**Request**.
Can you turn every line of the records below into a Markdown table with the columns "Row" and "Line", numbering each row, skipping blank lines and leaving the pictures out?

**Point labeling examples**.

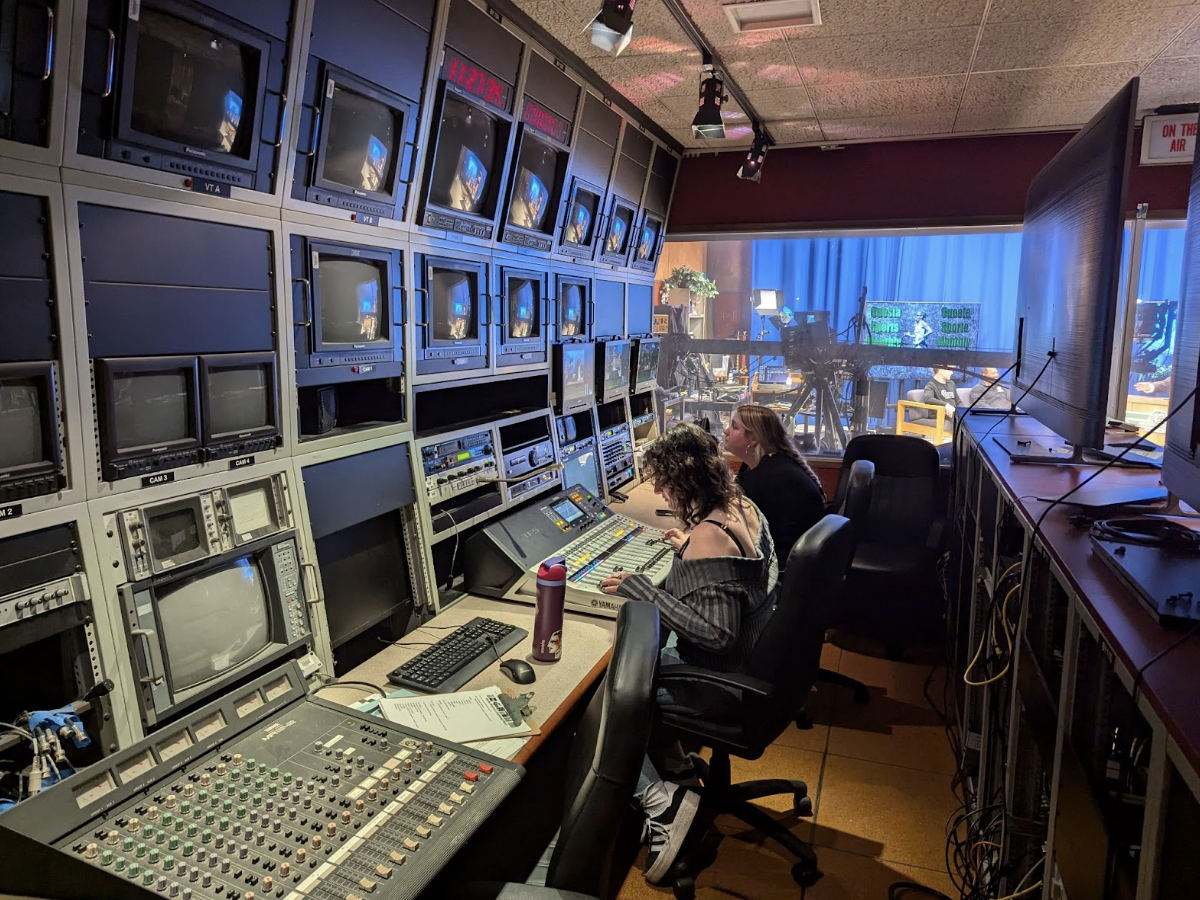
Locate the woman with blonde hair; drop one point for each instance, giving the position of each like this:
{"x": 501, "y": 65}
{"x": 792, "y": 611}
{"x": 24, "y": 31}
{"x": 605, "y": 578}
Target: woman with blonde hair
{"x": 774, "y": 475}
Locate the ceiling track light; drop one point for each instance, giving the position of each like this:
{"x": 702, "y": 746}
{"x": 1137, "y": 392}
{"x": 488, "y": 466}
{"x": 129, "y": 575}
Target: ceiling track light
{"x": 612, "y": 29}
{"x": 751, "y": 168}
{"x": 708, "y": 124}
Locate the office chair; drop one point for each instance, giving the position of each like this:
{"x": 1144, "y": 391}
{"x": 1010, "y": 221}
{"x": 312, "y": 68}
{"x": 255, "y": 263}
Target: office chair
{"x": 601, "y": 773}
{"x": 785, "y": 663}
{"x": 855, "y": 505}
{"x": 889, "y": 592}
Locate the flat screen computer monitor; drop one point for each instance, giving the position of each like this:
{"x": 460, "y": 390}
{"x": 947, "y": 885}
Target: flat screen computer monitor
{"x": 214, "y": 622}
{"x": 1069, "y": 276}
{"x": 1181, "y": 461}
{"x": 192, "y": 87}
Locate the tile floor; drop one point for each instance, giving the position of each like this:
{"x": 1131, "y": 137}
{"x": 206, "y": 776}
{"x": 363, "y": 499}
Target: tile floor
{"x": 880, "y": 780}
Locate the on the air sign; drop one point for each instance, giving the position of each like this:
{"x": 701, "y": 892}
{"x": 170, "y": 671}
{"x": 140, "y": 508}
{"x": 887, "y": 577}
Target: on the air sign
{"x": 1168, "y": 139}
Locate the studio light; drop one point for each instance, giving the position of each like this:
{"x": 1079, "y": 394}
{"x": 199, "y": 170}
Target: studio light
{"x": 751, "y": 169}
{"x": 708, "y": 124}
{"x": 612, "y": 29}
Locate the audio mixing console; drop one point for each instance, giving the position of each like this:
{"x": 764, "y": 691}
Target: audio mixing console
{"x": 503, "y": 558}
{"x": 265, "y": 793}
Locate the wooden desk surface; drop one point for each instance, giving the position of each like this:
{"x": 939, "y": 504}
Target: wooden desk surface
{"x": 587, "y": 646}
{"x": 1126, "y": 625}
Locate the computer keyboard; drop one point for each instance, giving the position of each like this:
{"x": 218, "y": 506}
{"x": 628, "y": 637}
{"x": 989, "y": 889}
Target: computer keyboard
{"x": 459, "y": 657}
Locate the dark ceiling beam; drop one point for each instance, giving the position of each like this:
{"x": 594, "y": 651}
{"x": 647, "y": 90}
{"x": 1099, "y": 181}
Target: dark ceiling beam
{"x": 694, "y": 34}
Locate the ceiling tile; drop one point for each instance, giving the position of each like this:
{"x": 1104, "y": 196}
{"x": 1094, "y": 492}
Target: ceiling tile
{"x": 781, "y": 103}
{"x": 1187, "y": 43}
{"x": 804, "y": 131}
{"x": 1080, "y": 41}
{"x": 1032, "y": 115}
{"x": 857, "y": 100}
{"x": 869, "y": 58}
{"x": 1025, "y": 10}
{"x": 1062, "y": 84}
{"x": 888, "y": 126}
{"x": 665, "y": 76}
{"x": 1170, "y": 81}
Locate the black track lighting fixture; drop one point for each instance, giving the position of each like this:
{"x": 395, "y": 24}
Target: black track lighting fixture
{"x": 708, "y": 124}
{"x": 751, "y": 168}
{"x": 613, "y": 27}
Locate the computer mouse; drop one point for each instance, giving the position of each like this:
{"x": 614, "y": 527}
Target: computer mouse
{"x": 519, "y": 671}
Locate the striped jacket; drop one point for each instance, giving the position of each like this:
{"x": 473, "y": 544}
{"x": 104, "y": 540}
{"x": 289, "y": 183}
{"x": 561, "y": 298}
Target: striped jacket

**Worked answer**.
| Row | Line |
|---|---|
| 1 | Locate the woman with blonde hair; drop one point for each instance, giving the position of each like this: |
| 2 | {"x": 501, "y": 65} |
| 3 | {"x": 792, "y": 611} |
| 4 | {"x": 24, "y": 31} |
| 5 | {"x": 605, "y": 578} |
| 6 | Target: woman with blonde hair |
| 7 | {"x": 774, "y": 475} |
| 8 | Locate the ceiling track light; drop one point for each instance, giving the position of each like this: |
| 9 | {"x": 702, "y": 746} |
| 10 | {"x": 1137, "y": 392} |
| 11 | {"x": 488, "y": 466} |
| 12 | {"x": 129, "y": 575} |
| 13 | Target: ceiling track light |
| 14 | {"x": 612, "y": 29} |
| 15 | {"x": 751, "y": 168} |
| 16 | {"x": 708, "y": 124} |
| 17 | Locate the office chair; drop one point for each instance, giving the position of each like this: |
| 18 | {"x": 1144, "y": 391} |
| 19 | {"x": 1010, "y": 221} |
| 20 | {"x": 312, "y": 68} |
| 21 | {"x": 255, "y": 263} |
| 22 | Target: office chair |
| 23 | {"x": 601, "y": 773} |
| 24 | {"x": 785, "y": 663} |
| 25 | {"x": 855, "y": 505} |
| 26 | {"x": 889, "y": 592} |
| 27 | Locate the flat screen computer monitor; drop one point for each instance, giving the position of each like this: |
| 28 | {"x": 460, "y": 390} |
| 29 | {"x": 947, "y": 885} |
| 30 | Target: flat screen computer monitor |
| 31 | {"x": 214, "y": 622} |
| 32 | {"x": 1069, "y": 276} |
| 33 | {"x": 1181, "y": 461} |
| 34 | {"x": 192, "y": 87} |
| 35 | Locate the tile floor; drop one point for each instance, giving the position of each like this: |
| 36 | {"x": 1131, "y": 137} |
| 37 | {"x": 206, "y": 776} |
| 38 | {"x": 363, "y": 499} |
| 39 | Target: tile floor |
| 40 | {"x": 880, "y": 780} |
| 41 | Locate the on the air sign; drop one point for each instance, giving the position of each like this: |
| 42 | {"x": 701, "y": 892} |
| 43 | {"x": 170, "y": 671} |
| 44 | {"x": 140, "y": 508} |
| 45 | {"x": 887, "y": 577} |
| 46 | Target: on the air sign |
| 47 | {"x": 1168, "y": 139} |
| 48 | Locate the studio light; drop one point for each instance, giving the position of each like this: |
| 49 | {"x": 1079, "y": 394} |
| 50 | {"x": 199, "y": 170} |
| 51 | Target: studio light |
| 52 | {"x": 751, "y": 169} |
| 53 | {"x": 708, "y": 124} |
| 54 | {"x": 612, "y": 29} |
| 55 | Locate the audio mixing console; drop one point for each instance, giving the position of each like this: |
| 56 | {"x": 764, "y": 691} |
| 57 | Target: audio mixing console |
| 58 | {"x": 503, "y": 558} |
| 59 | {"x": 265, "y": 793} |
| 60 | Locate the wooden desk surface; drop one point for each instance, giving the position of each like this: |
| 61 | {"x": 939, "y": 504} |
| 62 | Target: wooden desk surface |
| 63 | {"x": 587, "y": 646} |
| 64 | {"x": 1126, "y": 625} |
| 65 | Locate the computer keyboard; drop one point for each instance, giving the position of each like this: |
| 66 | {"x": 218, "y": 506} |
| 67 | {"x": 628, "y": 637} |
| 68 | {"x": 989, "y": 889} |
| 69 | Target: computer keyboard |
| 70 | {"x": 459, "y": 657} |
| 71 | Locate the dark ceiling beam; drop one point for each instance, giving the position of each like this: |
| 72 | {"x": 594, "y": 651} |
| 73 | {"x": 647, "y": 90} |
| 74 | {"x": 1099, "y": 181} |
| 75 | Target: dark ceiling beam |
| 76 | {"x": 694, "y": 34} |
| 77 | Locate the ceiling tile; drop one point for each instance, giving the position of each like this: |
| 78 | {"x": 1104, "y": 196} |
| 79 | {"x": 1094, "y": 492} |
| 80 | Target: ceiling tile |
| 81 | {"x": 781, "y": 103} |
| 82 | {"x": 1187, "y": 43} |
| 83 | {"x": 804, "y": 131} |
| 84 | {"x": 1080, "y": 41} |
| 85 | {"x": 1032, "y": 115} |
| 86 | {"x": 857, "y": 100} |
| 87 | {"x": 869, "y": 58} |
| 88 | {"x": 1025, "y": 10} |
| 89 | {"x": 1062, "y": 84} |
| 90 | {"x": 888, "y": 126} |
| 91 | {"x": 665, "y": 76} |
| 92 | {"x": 1170, "y": 81} |
| 93 | Locate the black track lighting fixture; drop one point for each instance, giving the position of each like this: |
| 94 | {"x": 395, "y": 24} |
| 95 | Target: black track lighting fixture |
| 96 | {"x": 708, "y": 124} |
| 97 | {"x": 751, "y": 168} |
| 98 | {"x": 613, "y": 27} |
| 99 | Locate the computer mouse; drop one point for each instance, giving the position of each like this: |
| 100 | {"x": 614, "y": 527} |
| 101 | Target: computer mouse |
| 102 | {"x": 519, "y": 671} |
| 103 | Locate the striped jacket; drop one point for each instance, giving the position of each like this: |
| 104 | {"x": 473, "y": 544} |
| 105 | {"x": 104, "y": 540} |
| 106 | {"x": 289, "y": 183} |
| 107 | {"x": 561, "y": 298} |
| 108 | Target: striped jacket |